**EXTRACTED INFORMATION:**

--------------------------------------------------

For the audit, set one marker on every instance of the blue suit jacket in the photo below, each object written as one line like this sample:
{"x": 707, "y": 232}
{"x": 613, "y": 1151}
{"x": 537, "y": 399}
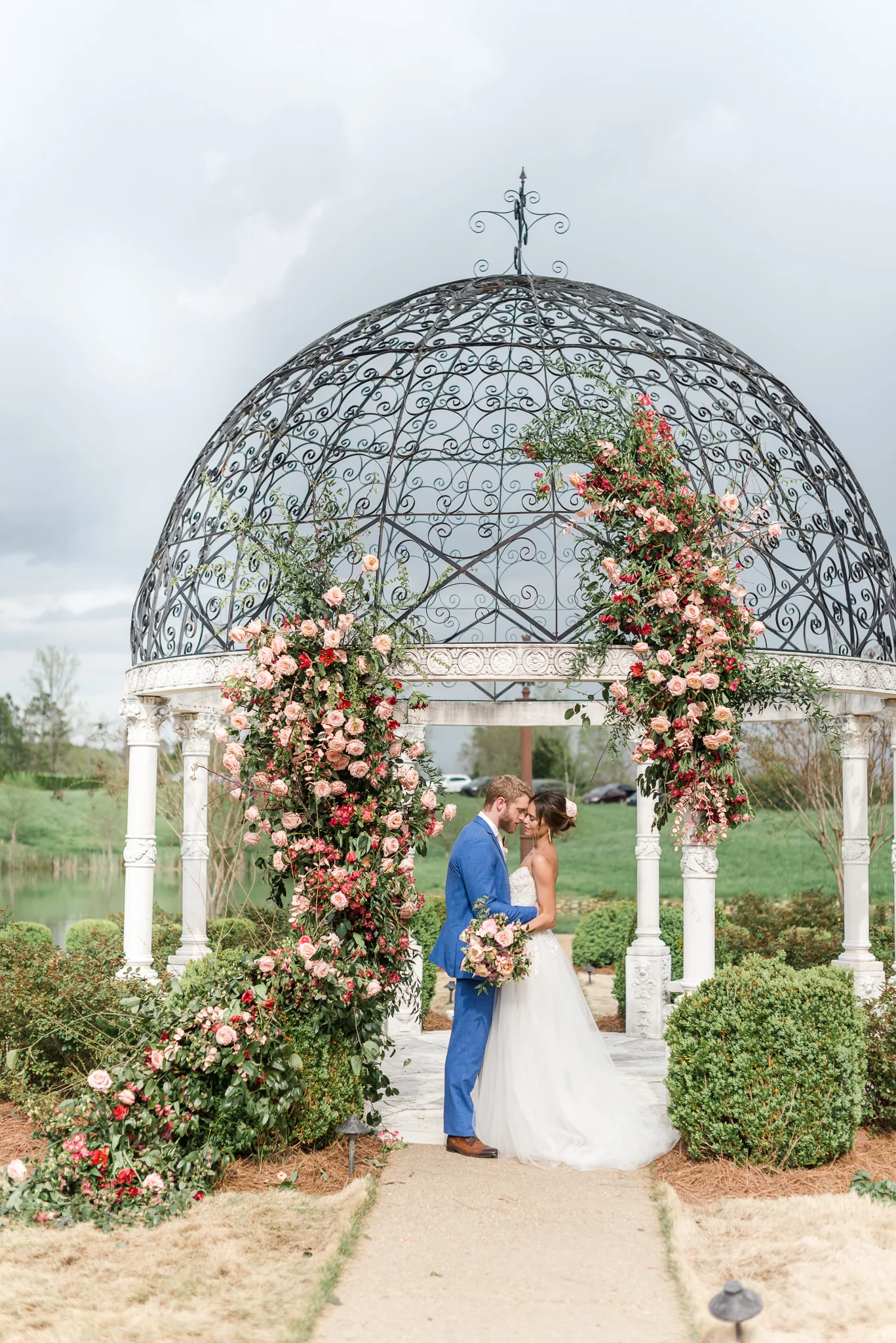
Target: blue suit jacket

--------------------------------------------------

**BRIEF:** Within the entries above, find each line where "blue" appears; copy every one.

**ANSWER SECTION:**
For the audit, set one marker on every instance of the blue suit jacket in the photo below, each object written as one line like this sample:
Target: blue suit jacket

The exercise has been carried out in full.